◆ **SELECTED EXCERPT**

#####

The two sides of the aboriginal religion are in great con-' trast. The Divine side is always advancing towards a better moral standing, and is full of good. But the human side is always retrograding into a very inhuman and gross superstition.

VI. The closing thought of this paper is the most important. Was there any historic connexion between the aboriginal religions of America and the teaching of the Bible? On this point we will not give a decisive answer. There are evidences for and against the position. The common opinion or train of thought of American ethnologists is in favour of the autochthonous origin of everything which is native American. Yet there are many things which go to prove the contrary :—

1. There are many symbols in America which are analogous to those in the East; symbols which remind one at once of those mentioned in the Bible. (a) The cross or sacred Tau of Egypt is found in America. It assumed not one form, but many. (b) The serpent is a very common symbol. (c) The tree; this with the serpent reminds us of the Garden of Eden, and of the serpent and tree-worship so widely spread over the world. (d) The symbol of the ark. (e) The symbol of the cloven tongue reminds one of the confusion of tongues. (ƒ) There are towers or pyramids around which traditions hang reminding one of the Tower of Babel.

#####

◆ **DATASET CONTENT**
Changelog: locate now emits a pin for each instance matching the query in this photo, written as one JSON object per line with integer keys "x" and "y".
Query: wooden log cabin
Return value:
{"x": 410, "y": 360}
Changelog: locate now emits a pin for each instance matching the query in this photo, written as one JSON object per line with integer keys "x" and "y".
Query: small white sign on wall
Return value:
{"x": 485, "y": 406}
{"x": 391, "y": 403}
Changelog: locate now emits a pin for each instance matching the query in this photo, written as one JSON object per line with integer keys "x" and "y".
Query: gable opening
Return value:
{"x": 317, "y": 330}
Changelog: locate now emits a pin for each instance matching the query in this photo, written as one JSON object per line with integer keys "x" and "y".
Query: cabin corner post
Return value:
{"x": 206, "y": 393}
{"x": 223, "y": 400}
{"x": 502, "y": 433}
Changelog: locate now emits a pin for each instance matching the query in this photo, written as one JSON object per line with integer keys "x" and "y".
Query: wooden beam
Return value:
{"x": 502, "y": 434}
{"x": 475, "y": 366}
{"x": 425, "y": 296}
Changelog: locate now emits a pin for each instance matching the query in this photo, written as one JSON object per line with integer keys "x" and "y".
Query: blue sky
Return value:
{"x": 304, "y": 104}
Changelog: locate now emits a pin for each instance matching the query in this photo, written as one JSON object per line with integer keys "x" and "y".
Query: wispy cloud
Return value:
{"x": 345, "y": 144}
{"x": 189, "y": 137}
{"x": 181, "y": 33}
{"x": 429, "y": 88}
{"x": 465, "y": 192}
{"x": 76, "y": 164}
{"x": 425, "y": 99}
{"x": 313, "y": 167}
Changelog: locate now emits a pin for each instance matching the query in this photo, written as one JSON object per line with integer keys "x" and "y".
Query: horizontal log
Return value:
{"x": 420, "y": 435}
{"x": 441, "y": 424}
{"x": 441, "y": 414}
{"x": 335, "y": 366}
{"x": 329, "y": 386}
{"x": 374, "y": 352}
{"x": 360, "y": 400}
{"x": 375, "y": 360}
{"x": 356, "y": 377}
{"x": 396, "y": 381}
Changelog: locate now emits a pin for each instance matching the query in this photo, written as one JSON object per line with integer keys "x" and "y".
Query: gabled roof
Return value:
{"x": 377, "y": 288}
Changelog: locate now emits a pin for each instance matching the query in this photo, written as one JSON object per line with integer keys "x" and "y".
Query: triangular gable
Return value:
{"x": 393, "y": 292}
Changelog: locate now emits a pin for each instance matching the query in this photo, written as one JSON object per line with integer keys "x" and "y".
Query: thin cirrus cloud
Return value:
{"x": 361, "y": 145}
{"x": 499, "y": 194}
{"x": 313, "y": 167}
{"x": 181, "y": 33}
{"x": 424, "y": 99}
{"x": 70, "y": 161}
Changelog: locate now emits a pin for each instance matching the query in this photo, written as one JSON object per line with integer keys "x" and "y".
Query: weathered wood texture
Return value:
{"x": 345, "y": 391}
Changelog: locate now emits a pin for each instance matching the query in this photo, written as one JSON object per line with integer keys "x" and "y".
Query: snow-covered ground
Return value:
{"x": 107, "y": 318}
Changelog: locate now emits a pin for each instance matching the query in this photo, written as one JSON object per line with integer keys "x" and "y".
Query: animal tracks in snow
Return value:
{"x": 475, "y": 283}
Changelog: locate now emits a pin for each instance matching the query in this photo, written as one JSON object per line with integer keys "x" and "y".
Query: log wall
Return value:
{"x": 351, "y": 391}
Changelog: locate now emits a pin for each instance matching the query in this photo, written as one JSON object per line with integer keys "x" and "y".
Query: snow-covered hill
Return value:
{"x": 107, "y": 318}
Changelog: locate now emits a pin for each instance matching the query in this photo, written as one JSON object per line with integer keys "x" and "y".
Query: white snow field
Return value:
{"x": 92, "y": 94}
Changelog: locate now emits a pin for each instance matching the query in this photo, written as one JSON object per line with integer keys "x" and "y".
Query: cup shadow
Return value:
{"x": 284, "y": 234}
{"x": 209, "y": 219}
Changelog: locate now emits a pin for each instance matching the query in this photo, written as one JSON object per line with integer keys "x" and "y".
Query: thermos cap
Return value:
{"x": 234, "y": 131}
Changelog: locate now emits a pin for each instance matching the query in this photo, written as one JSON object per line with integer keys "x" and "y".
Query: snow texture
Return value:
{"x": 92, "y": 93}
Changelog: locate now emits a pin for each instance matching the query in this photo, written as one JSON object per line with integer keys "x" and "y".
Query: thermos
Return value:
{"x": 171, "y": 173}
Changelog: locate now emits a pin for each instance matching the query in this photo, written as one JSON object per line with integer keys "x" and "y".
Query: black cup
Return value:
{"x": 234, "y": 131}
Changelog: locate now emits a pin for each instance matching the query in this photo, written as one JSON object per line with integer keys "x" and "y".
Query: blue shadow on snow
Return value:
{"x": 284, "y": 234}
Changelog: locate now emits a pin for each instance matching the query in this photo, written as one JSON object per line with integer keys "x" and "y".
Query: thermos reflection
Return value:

#####

◆ **WRITTEN INSTRUCTION 1**
From the passage on aboriginal religion, copy the part that opens with the words containing "The two sides" and closes with "and gross superstition.".
◆ **WRITTEN INSTRUCTION 2**
In one to three sentences, explain why the passage on aboriginal religion declines to give a decisive answer on whether the aboriginal religions of America had a historic connection with the teaching of the Bible.

◆ **CORRECT OUTPUT 1**
The two sides of the aboriginal religion are in great con-' trast. The Divine side is always advancing towards a better moral standing, and is full of good. But the human side is always retrograding into a very inhuman and gross superstition.

◆ **CORRECT OUTPUT 2**
There is evidence both for and against such a connection. American ethnologists generally favor a native origin for everything native American. Yet many things point the other way, such as American symbols that resemble those of the East and recall ones mentioned in the Bible.